In the United States, white coffee may also refer to coffee beans which have been roasted to a yellow roast level. When prepared as espresso these beans produce a thin yellow brew, with a high acidic note. Some sources claim that white coffee is more highly caffeinated than darker roasted coffee, but this is debated. The sublimation point of caffeine is 352 F, about one hundred degrees lower than the typical very dark roast. Coffee beans can catch fire at temperatures higher than 500 F. White coffee is generally used only for making espresso drinks, not simple brewed coffee. With shorter roasting times, natural sugars are not caramelized within the coffee beans, making the coffee less bitter. The flavor of white coffee is frequently described as nutlike, with pronounced acidity.
White coffee is usually purchased pre-ground due to the fact that the beans are harder than regular coffee, making them difficult to grind, even using a commercial grinder. For this reason, white coffee usually pours fast when using a commercial espresso machine. It is common for baristas to use the second pour rather than the first because it is believed to have more caffeine and a smoother flavor.

=== Yemen ===
There is also a form of white coffee, native to Yemen, which refers to the ground shell of the coffee bean. This form of coffee earns its name from its color, and is brewed in the same manner as regular coffee, only with some spices added.

=== Singapore ===
The name kopitiam symbolizes Singapore's multilingual culture: "kopi" is Malay for coffee, while "tiam" is Hokkien (or Fukienese) for shop. Kopitiams are mainly open-air gatherings, with a few of food vendors on the first floor of the ubiquitous government-built housing complexes that span entire blocks. The basic kopi that results is a cup of thick coffee that has been squeezed through a cloth sock several inches long and is packed with tablespoons of sugar and sweet condensed milk.

# PROBLEM TO SOLVE:
Return the coffee text above in full, word for word and unchanged.

# ENTRIES SHOWN:
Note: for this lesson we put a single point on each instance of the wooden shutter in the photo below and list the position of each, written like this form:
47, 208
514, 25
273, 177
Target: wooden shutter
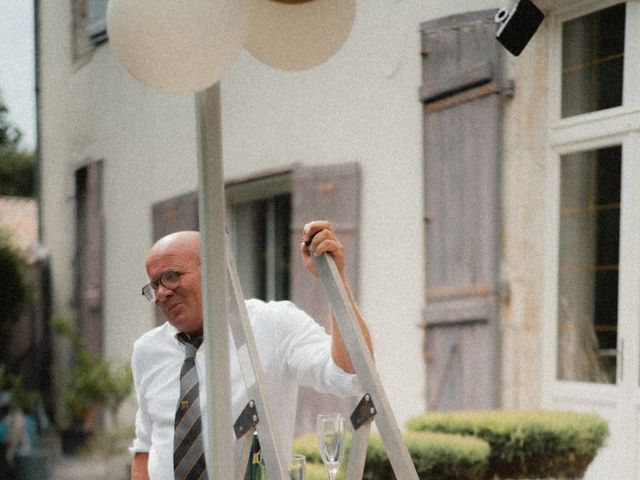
97, 20
89, 254
462, 93
322, 193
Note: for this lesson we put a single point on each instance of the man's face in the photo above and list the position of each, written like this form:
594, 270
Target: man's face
182, 305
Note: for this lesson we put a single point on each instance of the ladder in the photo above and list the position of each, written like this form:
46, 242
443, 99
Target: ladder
374, 405
221, 286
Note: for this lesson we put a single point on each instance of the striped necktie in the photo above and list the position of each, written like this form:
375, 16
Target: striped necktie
188, 447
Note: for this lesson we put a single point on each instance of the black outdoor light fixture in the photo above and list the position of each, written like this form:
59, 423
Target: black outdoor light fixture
518, 25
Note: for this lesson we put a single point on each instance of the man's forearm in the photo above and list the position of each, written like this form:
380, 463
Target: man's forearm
339, 350
139, 464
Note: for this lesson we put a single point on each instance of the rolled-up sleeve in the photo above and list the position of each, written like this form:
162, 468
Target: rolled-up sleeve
307, 352
143, 425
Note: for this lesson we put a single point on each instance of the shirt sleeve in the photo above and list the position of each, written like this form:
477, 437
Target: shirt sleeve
142, 439
306, 350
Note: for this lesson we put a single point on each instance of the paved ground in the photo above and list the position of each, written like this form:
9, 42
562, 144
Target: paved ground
89, 468
56, 466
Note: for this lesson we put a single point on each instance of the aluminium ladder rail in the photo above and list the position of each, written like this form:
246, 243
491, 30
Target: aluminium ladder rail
399, 457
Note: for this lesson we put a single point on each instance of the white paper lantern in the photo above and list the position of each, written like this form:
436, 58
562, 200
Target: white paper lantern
177, 46
298, 34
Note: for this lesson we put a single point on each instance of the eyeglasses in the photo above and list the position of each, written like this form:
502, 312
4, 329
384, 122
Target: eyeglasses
169, 280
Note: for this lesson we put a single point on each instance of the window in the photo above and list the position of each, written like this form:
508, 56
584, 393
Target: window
260, 217
592, 61
588, 265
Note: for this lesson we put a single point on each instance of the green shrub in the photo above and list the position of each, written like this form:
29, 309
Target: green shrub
526, 444
436, 456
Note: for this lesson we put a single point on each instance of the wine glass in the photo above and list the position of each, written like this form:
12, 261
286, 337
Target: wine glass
297, 467
330, 431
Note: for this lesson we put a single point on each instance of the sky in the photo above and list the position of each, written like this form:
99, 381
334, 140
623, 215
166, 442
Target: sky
17, 70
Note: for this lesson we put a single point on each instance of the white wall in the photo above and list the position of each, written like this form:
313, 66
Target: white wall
362, 105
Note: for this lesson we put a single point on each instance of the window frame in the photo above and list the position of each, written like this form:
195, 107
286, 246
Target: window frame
261, 188
590, 131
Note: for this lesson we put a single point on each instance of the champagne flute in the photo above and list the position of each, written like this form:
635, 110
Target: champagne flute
330, 431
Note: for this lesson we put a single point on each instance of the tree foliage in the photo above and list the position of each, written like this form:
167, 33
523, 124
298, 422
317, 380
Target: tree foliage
17, 166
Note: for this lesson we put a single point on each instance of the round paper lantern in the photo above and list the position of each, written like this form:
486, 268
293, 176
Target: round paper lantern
298, 34
177, 46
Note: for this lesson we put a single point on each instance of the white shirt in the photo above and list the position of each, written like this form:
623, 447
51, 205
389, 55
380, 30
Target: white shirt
293, 349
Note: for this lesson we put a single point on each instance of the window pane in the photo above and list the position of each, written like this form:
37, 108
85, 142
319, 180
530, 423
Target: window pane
588, 265
261, 246
592, 61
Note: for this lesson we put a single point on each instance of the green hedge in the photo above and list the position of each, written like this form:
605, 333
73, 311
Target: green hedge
436, 456
526, 444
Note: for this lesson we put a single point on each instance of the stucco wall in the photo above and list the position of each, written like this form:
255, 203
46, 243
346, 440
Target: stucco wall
362, 105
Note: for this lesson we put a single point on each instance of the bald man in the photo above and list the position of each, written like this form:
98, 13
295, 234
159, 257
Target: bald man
294, 350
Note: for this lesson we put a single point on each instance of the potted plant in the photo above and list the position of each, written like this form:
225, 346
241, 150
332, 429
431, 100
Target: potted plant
93, 382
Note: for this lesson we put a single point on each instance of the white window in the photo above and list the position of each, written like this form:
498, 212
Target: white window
589, 142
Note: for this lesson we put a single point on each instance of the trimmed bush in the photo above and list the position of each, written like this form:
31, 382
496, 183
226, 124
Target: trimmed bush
436, 456
526, 444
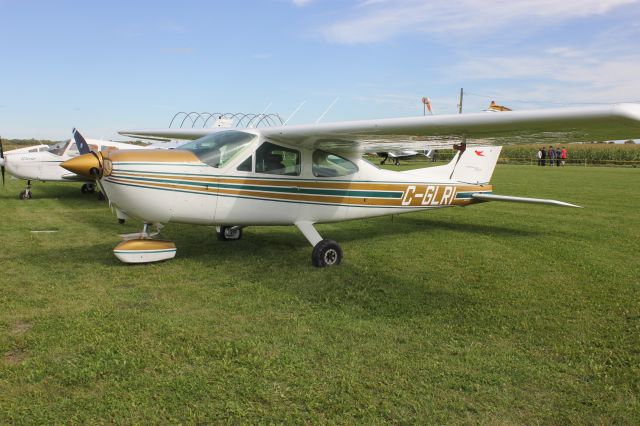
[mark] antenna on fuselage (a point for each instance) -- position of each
(294, 112)
(328, 109)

# WRITTEN ANSWER:
In the United States, white coffee may also refer to coffee beans which have been roasted to a yellow roast level. When prepared as espresso these beans produce a thin yellow brew, with a high acidic note. Some sources claim that white coffee is more highly caffeinated than darker roasted coffee, but this is debated. The sublimation point of caffeine is 352 F, about one hundred degrees lower than the typical very dark roast. Coffee beans can catch fire at temperatures higher than 500 F. White coffee is generally used only for making espresso drinks, not simple brewed coffee. With shorter roasting times, natural sugars are not caramelized within the coffee beans, making the coffee less bitter. The flavor of white coffee is frequently described as nutlike, with pronounced acidity.
White coffee is usually purchased pre-ground due to the fact that the beans are harder than regular coffee, making them difficult to grind, even using a commercial grinder. For this reason, white coffee usually pours fast when using a commercial espresso machine. It is common for baristas to use the second pour rather than the first because it is believed to have more caffeine and a smoother flavor.

=== Yemen ===
There is also a form of white coffee, native to Yemen, which refers to the ground shell of the coffee bean. This form of coffee earns its name from its color, and is brewed in the same manner as regular coffee, only with some spices added.

=== Singapore ===
The name kopitiam symbolizes Singapore's multilingual culture: "kopi" is Malay for coffee, while "tiam" is Hokkien (or Fukienese) for shop. Kopitiams are mainly open-air gatherings, with a few of food vendors on the first floor of the ubiquitous government-built housing complexes that span entire blocks. The basic kopi that results is a cup of thick coffee that has been squeezed through a cloth sock several inches long and is packed with tablespoons of sugar and sweet condensed milk.